Listed records:
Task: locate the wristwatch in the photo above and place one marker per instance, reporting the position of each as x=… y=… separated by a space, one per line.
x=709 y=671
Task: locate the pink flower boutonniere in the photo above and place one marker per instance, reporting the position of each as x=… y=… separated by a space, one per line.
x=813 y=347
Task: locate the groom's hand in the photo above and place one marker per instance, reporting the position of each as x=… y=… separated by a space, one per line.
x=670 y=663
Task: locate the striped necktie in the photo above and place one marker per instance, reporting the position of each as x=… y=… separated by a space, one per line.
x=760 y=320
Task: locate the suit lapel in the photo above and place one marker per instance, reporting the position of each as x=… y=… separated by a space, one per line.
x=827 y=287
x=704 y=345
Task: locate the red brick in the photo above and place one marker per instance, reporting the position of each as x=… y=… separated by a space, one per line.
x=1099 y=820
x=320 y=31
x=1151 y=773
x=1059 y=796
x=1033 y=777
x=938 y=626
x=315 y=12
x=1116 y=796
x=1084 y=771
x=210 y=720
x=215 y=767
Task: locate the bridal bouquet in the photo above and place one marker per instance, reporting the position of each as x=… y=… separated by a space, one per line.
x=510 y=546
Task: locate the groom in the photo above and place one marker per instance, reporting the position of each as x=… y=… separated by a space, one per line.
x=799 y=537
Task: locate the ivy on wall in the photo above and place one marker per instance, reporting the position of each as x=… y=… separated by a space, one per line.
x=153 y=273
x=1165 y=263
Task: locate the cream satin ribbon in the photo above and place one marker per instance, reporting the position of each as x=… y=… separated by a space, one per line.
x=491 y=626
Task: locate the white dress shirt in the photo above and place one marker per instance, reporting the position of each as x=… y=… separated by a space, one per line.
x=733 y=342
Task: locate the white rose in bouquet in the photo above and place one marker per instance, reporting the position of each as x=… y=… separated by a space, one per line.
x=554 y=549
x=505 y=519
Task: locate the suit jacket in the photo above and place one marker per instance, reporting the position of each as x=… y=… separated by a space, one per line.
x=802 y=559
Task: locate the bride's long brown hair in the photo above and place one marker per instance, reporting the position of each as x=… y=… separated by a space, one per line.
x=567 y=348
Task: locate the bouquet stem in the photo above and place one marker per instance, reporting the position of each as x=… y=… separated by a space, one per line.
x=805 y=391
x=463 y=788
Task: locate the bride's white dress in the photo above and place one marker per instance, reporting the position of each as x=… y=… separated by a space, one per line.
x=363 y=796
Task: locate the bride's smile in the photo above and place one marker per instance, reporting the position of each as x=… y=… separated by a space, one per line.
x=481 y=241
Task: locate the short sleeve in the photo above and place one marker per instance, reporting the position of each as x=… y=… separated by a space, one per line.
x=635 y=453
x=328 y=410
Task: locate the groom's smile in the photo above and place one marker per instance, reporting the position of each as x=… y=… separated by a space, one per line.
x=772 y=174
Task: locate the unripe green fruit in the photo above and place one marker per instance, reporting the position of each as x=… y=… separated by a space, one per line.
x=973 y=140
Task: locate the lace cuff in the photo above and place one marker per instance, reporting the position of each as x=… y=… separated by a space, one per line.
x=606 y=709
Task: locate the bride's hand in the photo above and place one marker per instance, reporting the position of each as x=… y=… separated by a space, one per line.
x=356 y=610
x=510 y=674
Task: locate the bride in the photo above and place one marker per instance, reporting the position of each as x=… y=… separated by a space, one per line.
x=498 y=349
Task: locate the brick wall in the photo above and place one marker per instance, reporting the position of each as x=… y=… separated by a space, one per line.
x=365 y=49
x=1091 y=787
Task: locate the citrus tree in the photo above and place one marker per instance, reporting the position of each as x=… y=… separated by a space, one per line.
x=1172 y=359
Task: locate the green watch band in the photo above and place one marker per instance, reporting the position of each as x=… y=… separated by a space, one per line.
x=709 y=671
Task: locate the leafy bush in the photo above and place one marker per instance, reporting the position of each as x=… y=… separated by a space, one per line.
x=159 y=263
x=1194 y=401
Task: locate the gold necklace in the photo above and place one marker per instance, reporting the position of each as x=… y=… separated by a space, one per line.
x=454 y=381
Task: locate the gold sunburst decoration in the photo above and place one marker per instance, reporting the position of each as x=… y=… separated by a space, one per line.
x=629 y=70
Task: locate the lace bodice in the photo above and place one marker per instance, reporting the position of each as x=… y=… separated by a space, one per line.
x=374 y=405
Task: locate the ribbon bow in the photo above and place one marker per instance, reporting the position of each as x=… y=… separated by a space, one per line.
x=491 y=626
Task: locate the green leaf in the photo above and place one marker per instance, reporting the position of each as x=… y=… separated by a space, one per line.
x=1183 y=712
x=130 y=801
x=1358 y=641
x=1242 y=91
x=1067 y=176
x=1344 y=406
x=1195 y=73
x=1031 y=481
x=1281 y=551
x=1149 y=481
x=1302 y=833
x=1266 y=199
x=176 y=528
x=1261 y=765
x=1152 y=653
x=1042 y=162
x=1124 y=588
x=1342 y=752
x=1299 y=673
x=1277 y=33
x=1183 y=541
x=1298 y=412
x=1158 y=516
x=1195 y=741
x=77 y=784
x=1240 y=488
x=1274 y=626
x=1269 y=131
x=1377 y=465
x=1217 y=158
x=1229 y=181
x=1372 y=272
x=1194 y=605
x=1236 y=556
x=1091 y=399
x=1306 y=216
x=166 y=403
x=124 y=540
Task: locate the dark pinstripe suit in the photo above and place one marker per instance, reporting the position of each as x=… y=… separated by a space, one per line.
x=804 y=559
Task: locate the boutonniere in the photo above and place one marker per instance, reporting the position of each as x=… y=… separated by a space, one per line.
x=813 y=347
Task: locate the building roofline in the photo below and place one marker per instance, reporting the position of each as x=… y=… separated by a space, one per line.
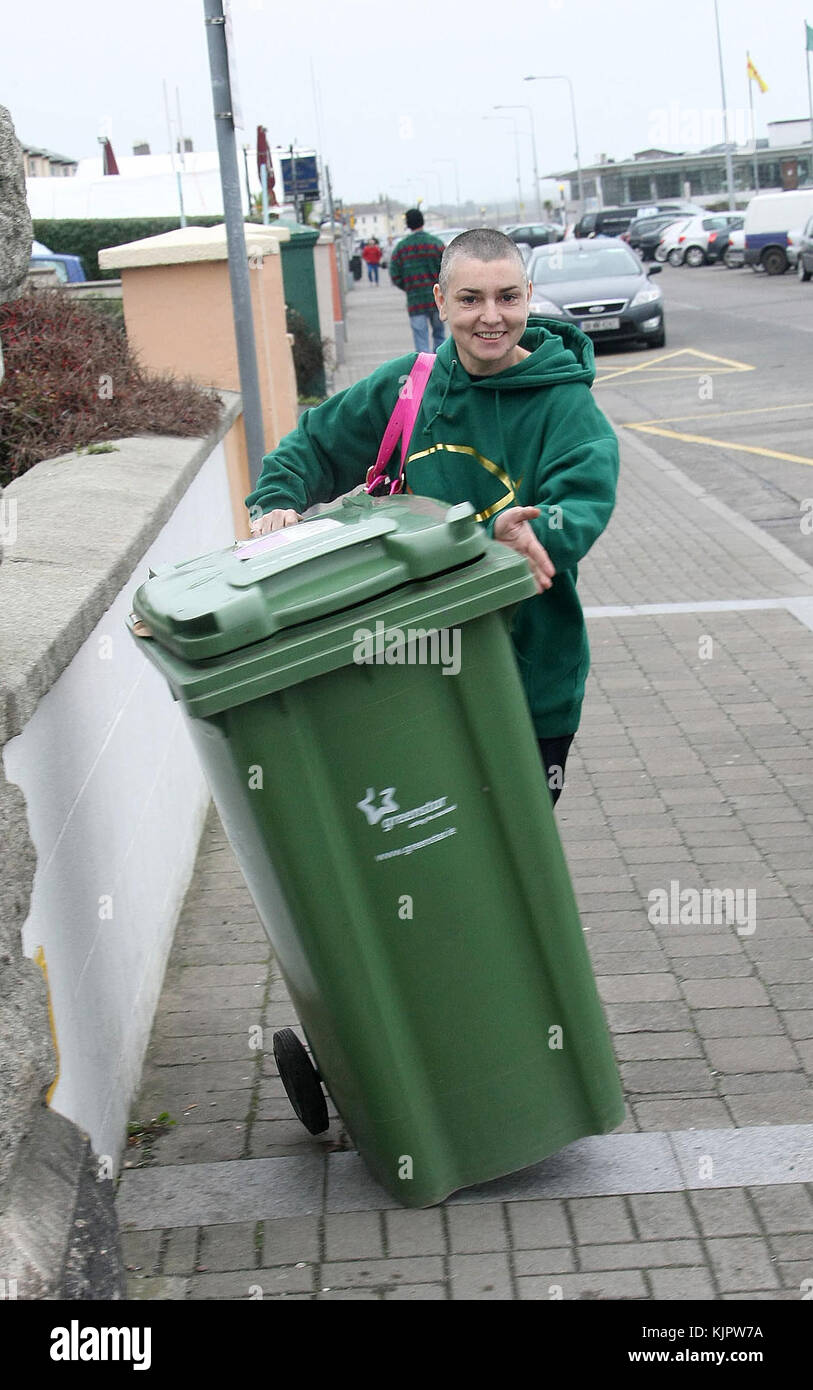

Task requirements: Retype each line of the records exactly as it reads; no pictures belong in the copy.

Problem solution:
Task: locate the wristwatch in the photo above and place one marker per instance, reporting the position of each as x=… y=… separated by a space, one per line.
x=709 y=671
Task: locate the pink flower boutonniere in the photo above and place one marker per instance, reporting the position of each as x=… y=… separated by a space, one per line.
x=813 y=347
Task: locate the groom's hand in the photo above and place one marker per instance, reporting the position of each as x=… y=… separated by a space, one per line.
x=670 y=663
Task: locate the striped necktie in the photo above and place one marker per instance, reporting the position of each as x=… y=… separated by a space, one per line.
x=760 y=320
Task: locate the suit lapel in the photo above and place one marker per instance, reporting the position of each as x=… y=… separated by a space, one per line.
x=827 y=287
x=704 y=345
Task: locate the red brick in the photo above and place one marker per instance, reporting the position of each as x=… y=… separated by a space, one per line.
x=1099 y=820
x=320 y=31
x=1151 y=773
x=1059 y=796
x=1033 y=777
x=938 y=626
x=315 y=12
x=1116 y=796
x=1084 y=771
x=210 y=720
x=215 y=767
Task: locate the bridal bouquet in the photo above and place one marker per instance, reporting the position of each as x=… y=… separated by a space, one per line.
x=510 y=546
Task: locate the groom in the photo above and place one marker per instance, reporting the position of each as x=… y=… separated by a space, one per line.
x=799 y=537
Task: locate the ivy on wall in the photo above and place one marker per instance, reporting the position of each as x=… y=… separated by a space, one per line.
x=153 y=273
x=1165 y=263
Task: locate the cream satin ribbon in the photo above and place one marker per instance, reporting the position of each as x=… y=… separated by a space, one per line.
x=491 y=626
Task: locate the white dress shirt in the photo above and place one marker per instance, reporting the position of each as x=… y=… separated by a space, one per line.
x=733 y=342
Task: locate the white rose in bouquet in the photo above and place one marker per instance, reporting the position of each as x=… y=… separated by a space, one per line.
x=554 y=549
x=505 y=519
Task: locate the suit jacket in the photo above and place one marker per instance, reporting the position of each as x=… y=… separated by a space, one per line.
x=802 y=559
Task: locate the bride's long brown hair in the photo above and place one marker per instance, reporting the position of each as x=… y=… separated by a space, one per line.
x=567 y=348
Task: locate the bouquet stem in the photo above and place one marker per instance, reporting the position of each as x=… y=… separated by a space, one per line.
x=805 y=391
x=463 y=788
Task: locate the bride's white dress in the photo above and place one marker per instance, reporting the position of each as x=… y=… separated by a space, one per line.
x=363 y=796
Task: locate the bride's smile in the photo above and place one marker per instance, reporting the position of each as x=… y=… separated by a space, one per line.
x=481 y=241
Task: locate the short sleeve in the photo above and place one marker per instance, reporting the position of each as x=… y=… separated by a space, one per line.
x=635 y=453
x=328 y=410
Task: locate the groom's smile in the photo above and place one marker per instance, reporting the position of each as x=… y=… separated by a space, one per line.
x=772 y=174
Task: locate the unripe green fruit in the photo above and place one marker per instance, reporting the position of each as x=… y=… separated by a space, one per line.
x=973 y=140
Task: locate the lace cuff in the photo above and place one marker per instance, reporting the position of each as x=… y=… separated by a space, one per line.
x=606 y=709
Task: locate the bride's hand in the photo above and place one marker per instance, reporting the position of each as x=… y=… separated by a space, one per line.
x=356 y=610
x=510 y=674
Task: locate the bride in the photo above and place one marker per instance, reporting the position of each as x=… y=… separated by a space, one per line.
x=498 y=349
Task: locate the brick wall in the photo above and place one marker per instance, reporting the position of each as x=… y=… separated by a space, one per line.
x=365 y=49
x=1091 y=787
Task: locate the citrus tree in the photo above and place one marker per instance, reporting the position of each as x=… y=… separated by a space, one per line.
x=1172 y=359
Task: locate the green watch band in the photo above and place one marker per instance, reporting the position of each as x=… y=… separated by a space, one per line.
x=709 y=671
Task: locate the leafy bush in the photo above and place one marker per instance, reporting the position of each as x=… y=… separated by a space, one per line.
x=159 y=263
x=1194 y=401
Task: locate the gold necklace in the photo above and place one marker per instance, reporting the position of each as x=… y=… separated by a space, one per line.
x=454 y=381
Task: locate the gold sunburst decoration in the photo above and place one marker per instance, reporting the position of each as x=… y=… separated by a space, one per line.
x=629 y=70
Task: locate the lace bodice in the photo above and place one marker per instance, reporting the position of each as x=… y=… separated by a space, one per line.
x=374 y=405
Task: locate the ribbon bow in the photo above and place one marker per instance, reporting the position of each as x=… y=… separated by a space, one per line.
x=491 y=626
Task: locate the green leaf in the photo above and place one marker per instance, reporting the position of each as x=… y=… separated by a space, one per line.
x=1183 y=712
x=130 y=801
x=1358 y=641
x=1242 y=91
x=1067 y=176
x=1344 y=406
x=1195 y=73
x=1031 y=481
x=1281 y=551
x=1149 y=481
x=1302 y=833
x=1266 y=199
x=176 y=528
x=1261 y=765
x=1152 y=653
x=1042 y=162
x=1124 y=588
x=1342 y=752
x=1299 y=673
x=1277 y=33
x=1183 y=541
x=1298 y=412
x=1158 y=516
x=1195 y=741
x=77 y=784
x=1240 y=488
x=1274 y=626
x=1269 y=131
x=1377 y=465
x=1217 y=158
x=1229 y=181
x=1372 y=272
x=1194 y=605
x=1236 y=556
x=1091 y=399
x=1306 y=216
x=166 y=403
x=124 y=540
Task: locate the dark pinstripe suit in the photo above and place one marker per instance, reporting the position of each as x=… y=… separated by a space, one per line.
x=804 y=559
Task: locate the boutonniere in the photo above and place one marker per instance, reporting the position of each as x=… y=… separated by a space, one per line.
x=813 y=347
Task: locate the building roofline in the photo below and place one marker per instance, reporting the position of each as x=… y=… separated by a space, one per line.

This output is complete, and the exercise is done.